◆ ACTIVITY:
Transcribe the stretch of entries below from the line with "Query: white ship boat davit" through the line with "notation: point(180, 393).", exactly and with both ends included; leave out all other lines.

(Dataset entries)
________

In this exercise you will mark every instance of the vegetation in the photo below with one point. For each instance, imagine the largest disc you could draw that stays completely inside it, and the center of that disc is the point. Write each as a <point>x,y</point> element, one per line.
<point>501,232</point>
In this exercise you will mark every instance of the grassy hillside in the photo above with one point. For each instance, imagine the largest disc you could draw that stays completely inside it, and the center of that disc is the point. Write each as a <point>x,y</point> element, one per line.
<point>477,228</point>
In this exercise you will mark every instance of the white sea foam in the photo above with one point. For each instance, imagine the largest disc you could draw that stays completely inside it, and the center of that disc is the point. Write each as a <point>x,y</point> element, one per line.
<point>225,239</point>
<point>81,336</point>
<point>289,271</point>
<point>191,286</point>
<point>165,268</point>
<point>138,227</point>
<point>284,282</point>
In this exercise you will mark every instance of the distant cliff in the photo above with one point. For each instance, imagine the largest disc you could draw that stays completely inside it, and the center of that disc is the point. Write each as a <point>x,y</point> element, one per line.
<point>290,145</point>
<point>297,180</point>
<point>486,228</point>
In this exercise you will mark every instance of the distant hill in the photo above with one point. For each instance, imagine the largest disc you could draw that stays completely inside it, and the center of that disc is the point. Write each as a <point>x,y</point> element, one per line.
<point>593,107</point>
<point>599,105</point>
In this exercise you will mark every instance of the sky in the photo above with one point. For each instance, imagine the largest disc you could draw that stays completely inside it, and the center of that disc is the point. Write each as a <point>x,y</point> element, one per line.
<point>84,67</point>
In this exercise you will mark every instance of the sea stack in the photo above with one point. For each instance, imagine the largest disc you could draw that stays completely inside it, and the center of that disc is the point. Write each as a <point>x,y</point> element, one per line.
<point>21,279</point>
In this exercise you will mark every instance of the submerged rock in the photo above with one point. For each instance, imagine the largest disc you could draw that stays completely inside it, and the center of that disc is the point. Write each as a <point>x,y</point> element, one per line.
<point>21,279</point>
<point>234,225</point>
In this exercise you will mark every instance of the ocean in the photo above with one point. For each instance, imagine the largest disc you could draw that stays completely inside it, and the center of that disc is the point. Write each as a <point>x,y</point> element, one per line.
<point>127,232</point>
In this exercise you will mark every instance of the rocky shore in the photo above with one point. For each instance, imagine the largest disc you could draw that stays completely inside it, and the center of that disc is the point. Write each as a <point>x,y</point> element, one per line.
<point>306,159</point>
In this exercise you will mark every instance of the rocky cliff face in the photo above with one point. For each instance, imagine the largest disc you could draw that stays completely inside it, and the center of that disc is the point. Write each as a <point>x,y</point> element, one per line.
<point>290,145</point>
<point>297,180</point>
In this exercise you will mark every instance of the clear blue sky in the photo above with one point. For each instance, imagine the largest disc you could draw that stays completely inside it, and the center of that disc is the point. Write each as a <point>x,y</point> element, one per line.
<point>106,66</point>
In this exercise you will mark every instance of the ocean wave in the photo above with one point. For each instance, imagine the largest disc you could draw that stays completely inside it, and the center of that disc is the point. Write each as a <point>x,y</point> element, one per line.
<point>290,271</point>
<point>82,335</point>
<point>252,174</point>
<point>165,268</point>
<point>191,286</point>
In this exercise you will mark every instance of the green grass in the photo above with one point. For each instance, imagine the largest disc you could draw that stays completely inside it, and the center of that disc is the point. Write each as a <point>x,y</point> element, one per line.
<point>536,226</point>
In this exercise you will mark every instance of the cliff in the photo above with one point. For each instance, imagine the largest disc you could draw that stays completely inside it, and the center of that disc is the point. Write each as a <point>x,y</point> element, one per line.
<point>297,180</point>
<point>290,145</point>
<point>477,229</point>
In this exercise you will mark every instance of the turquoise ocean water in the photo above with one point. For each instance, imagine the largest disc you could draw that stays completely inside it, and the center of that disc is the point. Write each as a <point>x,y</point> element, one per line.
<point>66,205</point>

________

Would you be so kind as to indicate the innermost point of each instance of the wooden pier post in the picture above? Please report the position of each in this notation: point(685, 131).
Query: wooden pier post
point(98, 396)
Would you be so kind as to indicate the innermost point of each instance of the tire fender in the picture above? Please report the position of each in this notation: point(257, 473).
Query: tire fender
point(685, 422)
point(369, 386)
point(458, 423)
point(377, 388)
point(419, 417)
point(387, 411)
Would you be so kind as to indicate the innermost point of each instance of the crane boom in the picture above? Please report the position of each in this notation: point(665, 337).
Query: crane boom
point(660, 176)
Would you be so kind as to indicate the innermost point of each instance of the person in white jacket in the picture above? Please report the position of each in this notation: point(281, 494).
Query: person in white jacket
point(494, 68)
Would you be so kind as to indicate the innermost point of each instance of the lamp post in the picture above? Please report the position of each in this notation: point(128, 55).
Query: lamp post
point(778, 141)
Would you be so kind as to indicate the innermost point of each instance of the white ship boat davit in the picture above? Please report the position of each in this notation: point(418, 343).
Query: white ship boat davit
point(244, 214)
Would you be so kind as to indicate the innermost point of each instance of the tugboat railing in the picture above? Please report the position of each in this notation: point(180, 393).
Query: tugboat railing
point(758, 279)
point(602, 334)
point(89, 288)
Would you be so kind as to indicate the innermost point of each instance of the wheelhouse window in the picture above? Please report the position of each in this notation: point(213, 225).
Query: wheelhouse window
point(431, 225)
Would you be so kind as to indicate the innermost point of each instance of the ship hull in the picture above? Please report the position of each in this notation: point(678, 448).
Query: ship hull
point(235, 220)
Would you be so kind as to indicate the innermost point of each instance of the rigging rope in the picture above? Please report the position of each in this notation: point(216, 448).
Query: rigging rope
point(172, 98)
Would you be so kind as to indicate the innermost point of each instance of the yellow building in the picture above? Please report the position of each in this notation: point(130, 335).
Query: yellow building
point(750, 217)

________

◆ FINISHED EXERCISE:
Query: white ship boat davit
point(244, 214)
Would you be so kind as to indicate the innermost point of each instance of the tugboat railing in the picture above? Please report the position of each in this notation: point(180, 393).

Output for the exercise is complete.